* Objective: Reproduce all of the data word for word.

Entries taken from a collection
▽
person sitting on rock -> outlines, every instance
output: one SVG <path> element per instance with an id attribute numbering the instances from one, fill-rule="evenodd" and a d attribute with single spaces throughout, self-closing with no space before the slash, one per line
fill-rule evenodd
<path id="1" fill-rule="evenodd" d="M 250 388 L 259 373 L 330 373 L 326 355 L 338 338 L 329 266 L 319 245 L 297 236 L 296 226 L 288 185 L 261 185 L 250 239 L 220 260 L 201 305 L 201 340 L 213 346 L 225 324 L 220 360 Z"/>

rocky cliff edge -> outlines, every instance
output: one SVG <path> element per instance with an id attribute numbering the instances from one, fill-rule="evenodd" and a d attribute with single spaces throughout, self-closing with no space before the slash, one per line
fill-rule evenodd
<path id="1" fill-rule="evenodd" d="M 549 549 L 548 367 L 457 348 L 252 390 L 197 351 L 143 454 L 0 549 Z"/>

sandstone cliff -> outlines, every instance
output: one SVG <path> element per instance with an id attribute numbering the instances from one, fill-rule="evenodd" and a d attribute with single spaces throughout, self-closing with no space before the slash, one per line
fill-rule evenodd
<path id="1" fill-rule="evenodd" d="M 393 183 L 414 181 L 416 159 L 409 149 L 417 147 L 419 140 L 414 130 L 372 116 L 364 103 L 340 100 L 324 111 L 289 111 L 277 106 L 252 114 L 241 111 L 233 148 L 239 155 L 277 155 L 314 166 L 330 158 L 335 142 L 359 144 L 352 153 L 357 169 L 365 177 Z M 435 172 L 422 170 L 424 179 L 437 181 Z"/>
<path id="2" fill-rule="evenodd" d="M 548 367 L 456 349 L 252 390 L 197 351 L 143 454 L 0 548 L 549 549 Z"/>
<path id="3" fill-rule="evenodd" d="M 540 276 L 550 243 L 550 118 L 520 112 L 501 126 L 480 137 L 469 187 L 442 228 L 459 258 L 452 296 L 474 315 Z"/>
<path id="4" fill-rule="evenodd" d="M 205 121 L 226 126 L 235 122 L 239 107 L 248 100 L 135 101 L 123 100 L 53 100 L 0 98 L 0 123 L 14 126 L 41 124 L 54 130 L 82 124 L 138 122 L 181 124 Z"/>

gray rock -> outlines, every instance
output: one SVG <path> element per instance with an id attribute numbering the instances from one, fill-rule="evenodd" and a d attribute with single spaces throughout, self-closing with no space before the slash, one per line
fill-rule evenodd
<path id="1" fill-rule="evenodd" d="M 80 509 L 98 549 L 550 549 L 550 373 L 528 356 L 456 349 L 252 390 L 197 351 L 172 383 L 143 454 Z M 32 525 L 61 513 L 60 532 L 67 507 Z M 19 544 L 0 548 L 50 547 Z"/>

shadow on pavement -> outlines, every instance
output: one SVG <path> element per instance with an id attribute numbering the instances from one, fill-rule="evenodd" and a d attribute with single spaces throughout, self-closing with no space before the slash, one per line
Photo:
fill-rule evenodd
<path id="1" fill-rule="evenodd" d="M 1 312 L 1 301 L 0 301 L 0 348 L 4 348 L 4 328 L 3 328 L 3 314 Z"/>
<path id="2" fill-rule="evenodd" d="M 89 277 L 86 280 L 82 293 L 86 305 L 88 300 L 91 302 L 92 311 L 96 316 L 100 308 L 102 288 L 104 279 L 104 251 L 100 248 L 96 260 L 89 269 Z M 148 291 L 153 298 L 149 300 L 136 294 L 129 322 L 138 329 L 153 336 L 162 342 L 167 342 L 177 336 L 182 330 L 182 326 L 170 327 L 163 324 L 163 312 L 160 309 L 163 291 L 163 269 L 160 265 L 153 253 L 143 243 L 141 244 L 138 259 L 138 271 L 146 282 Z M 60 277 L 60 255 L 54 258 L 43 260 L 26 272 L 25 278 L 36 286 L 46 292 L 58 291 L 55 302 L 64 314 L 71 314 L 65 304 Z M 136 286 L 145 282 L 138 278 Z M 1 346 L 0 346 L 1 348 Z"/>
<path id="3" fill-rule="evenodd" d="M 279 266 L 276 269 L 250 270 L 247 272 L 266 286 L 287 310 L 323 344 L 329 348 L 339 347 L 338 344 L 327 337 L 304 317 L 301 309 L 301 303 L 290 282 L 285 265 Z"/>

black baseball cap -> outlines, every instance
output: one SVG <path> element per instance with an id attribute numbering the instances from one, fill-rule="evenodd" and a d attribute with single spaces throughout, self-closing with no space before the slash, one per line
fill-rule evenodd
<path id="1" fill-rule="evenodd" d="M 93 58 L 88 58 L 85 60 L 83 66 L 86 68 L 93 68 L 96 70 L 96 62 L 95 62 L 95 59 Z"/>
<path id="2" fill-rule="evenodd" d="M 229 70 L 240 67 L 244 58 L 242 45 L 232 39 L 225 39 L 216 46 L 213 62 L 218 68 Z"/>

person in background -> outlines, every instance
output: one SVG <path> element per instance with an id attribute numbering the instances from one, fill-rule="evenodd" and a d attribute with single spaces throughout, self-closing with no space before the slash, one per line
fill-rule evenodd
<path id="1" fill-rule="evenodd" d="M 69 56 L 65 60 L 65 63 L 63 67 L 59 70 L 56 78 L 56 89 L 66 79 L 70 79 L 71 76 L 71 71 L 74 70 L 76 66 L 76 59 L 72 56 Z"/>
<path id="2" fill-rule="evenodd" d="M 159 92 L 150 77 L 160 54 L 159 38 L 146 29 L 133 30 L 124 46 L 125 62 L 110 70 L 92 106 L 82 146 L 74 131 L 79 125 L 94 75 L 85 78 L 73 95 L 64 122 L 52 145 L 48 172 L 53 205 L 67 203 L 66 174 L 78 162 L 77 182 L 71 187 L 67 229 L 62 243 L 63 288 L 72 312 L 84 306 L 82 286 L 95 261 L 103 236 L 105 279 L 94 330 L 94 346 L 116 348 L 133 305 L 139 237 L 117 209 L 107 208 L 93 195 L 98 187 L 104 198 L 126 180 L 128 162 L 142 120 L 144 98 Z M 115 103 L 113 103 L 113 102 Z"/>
△
* Task result:
person sitting on rock -> outlines, every instance
output: one SVG <path> element per instance with an id attribute numbering the instances from one, fill-rule="evenodd" and a d attribute with single spaces throughout, self-closing with no space before the slash, one per line
fill-rule evenodd
<path id="1" fill-rule="evenodd" d="M 250 388 L 259 373 L 330 373 L 326 355 L 338 338 L 329 266 L 319 245 L 297 236 L 296 226 L 288 185 L 261 185 L 250 239 L 220 260 L 201 305 L 201 340 L 213 346 L 225 324 L 220 360 Z"/>

rocky cliff edge -> outlines, every instance
output: one SVG <path> element per instance with an id attribute numbering the instances from one, fill-rule="evenodd" and a d attribute with single spaces throughout, self-closing with no space before the slash, one per line
fill-rule evenodd
<path id="1" fill-rule="evenodd" d="M 549 549 L 548 367 L 457 348 L 252 390 L 197 351 L 143 454 L 0 549 Z"/>

sandstone cliff -> outlines, every instance
output: one SVG <path> element per instance with an id attribute numbering the instances from one, fill-rule="evenodd" and a d attribute with single spaces throughout, self-closing with no space before the slash, one per line
fill-rule evenodd
<path id="1" fill-rule="evenodd" d="M 393 183 L 414 181 L 416 159 L 409 149 L 417 147 L 419 140 L 414 130 L 372 116 L 364 103 L 340 100 L 324 111 L 289 111 L 277 106 L 252 114 L 241 111 L 233 148 L 239 155 L 277 155 L 314 166 L 330 158 L 335 142 L 359 144 L 352 153 L 357 169 L 365 177 Z M 435 172 L 422 170 L 424 179 L 437 181 Z"/>
<path id="2" fill-rule="evenodd" d="M 548 367 L 456 349 L 252 390 L 197 351 L 143 454 L 0 548 L 549 549 Z"/>
<path id="3" fill-rule="evenodd" d="M 540 276 L 550 243 L 550 118 L 520 112 L 501 126 L 480 137 L 469 187 L 442 228 L 459 258 L 452 296 L 474 315 Z"/>
<path id="4" fill-rule="evenodd" d="M 205 121 L 226 126 L 235 122 L 239 107 L 248 100 L 135 101 L 123 100 L 53 100 L 0 98 L 0 123 L 14 126 L 41 124 L 54 130 L 82 124 L 138 122 L 181 124 Z"/>

gray rock -> outlines, every instance
output: one SVG <path> element per instance with an id attribute numbering the instances from one, fill-rule="evenodd" and a d attribute with single spaces throughout, self-closing with no space before the slash, one per line
fill-rule evenodd
<path id="1" fill-rule="evenodd" d="M 80 509 L 98 549 L 550 549 L 550 373 L 528 356 L 456 349 L 252 390 L 197 351 L 172 383 L 143 454 Z M 32 525 L 61 513 L 60 532 L 67 507 Z M 19 544 L 0 548 L 50 547 Z"/>

shadow on pavement -> outlines, every instance
output: one SVG <path> element per instance with an id attribute numbering the instances from one, fill-rule="evenodd" and a d attribute with single spaces throughout, self-closing with no space before the slash, one per line
Photo:
fill-rule evenodd
<path id="1" fill-rule="evenodd" d="M 1 312 L 1 301 L 0 301 L 0 348 L 4 348 L 4 328 L 3 328 L 3 314 Z"/>
<path id="2" fill-rule="evenodd" d="M 89 277 L 86 280 L 82 293 L 86 305 L 88 300 L 91 302 L 92 311 L 96 316 L 100 308 L 102 288 L 104 279 L 104 251 L 100 248 L 96 260 L 89 269 Z M 148 291 L 153 298 L 149 300 L 136 294 L 129 322 L 138 329 L 153 336 L 162 342 L 167 342 L 177 336 L 182 330 L 182 326 L 170 327 L 163 324 L 163 312 L 160 309 L 163 291 L 163 269 L 160 265 L 153 253 L 143 243 L 141 244 L 138 259 L 138 271 L 146 282 Z M 60 277 L 60 255 L 54 258 L 43 260 L 26 272 L 25 278 L 36 286 L 46 292 L 58 291 L 55 302 L 64 314 L 71 314 L 65 304 Z M 136 286 L 145 282 L 138 278 Z M 1 346 L 0 346 L 1 348 Z"/>
<path id="3" fill-rule="evenodd" d="M 279 266 L 276 269 L 250 270 L 247 272 L 266 286 L 287 310 L 323 344 L 329 348 L 339 347 L 338 344 L 327 337 L 304 317 L 301 309 L 301 303 L 290 282 L 285 265 Z"/>

black baseball cap -> outlines, every instance
output: one SVG <path> element per instance with an id attribute numbering the instances from one, fill-rule="evenodd" and a d attribute with single spaces throughout, self-closing with no space before the slash, one per line
fill-rule evenodd
<path id="1" fill-rule="evenodd" d="M 93 58 L 88 58 L 85 60 L 83 66 L 86 68 L 93 68 L 96 70 L 96 62 L 95 62 L 95 59 Z"/>
<path id="2" fill-rule="evenodd" d="M 229 70 L 240 67 L 244 58 L 242 45 L 232 39 L 225 39 L 216 46 L 213 62 L 218 68 Z"/>

person in background -> outlines, every instance
output: one SVG <path> element per instance with an id attribute numbering the instances from one, fill-rule="evenodd" and a d attribute with single spaces throughout, self-closing with no space before the slash, one per line
fill-rule evenodd
<path id="1" fill-rule="evenodd" d="M 69 56 L 65 60 L 65 63 L 63 67 L 59 70 L 56 78 L 56 89 L 66 79 L 70 79 L 71 76 L 71 71 L 74 70 L 76 66 L 76 59 L 72 56 Z"/>
<path id="2" fill-rule="evenodd" d="M 159 92 L 150 77 L 160 54 L 159 38 L 146 29 L 133 30 L 124 46 L 125 62 L 110 70 L 92 106 L 82 146 L 74 131 L 79 125 L 94 75 L 85 78 L 73 95 L 64 122 L 52 145 L 48 172 L 53 205 L 67 203 L 66 174 L 78 162 L 77 182 L 71 187 L 67 229 L 62 243 L 63 288 L 72 312 L 84 306 L 82 286 L 95 261 L 103 236 L 105 279 L 94 330 L 94 346 L 116 348 L 133 305 L 139 237 L 117 209 L 107 208 L 93 195 L 98 187 L 104 198 L 126 180 L 128 162 L 142 120 L 144 98 Z M 115 103 L 113 103 L 113 102 Z"/>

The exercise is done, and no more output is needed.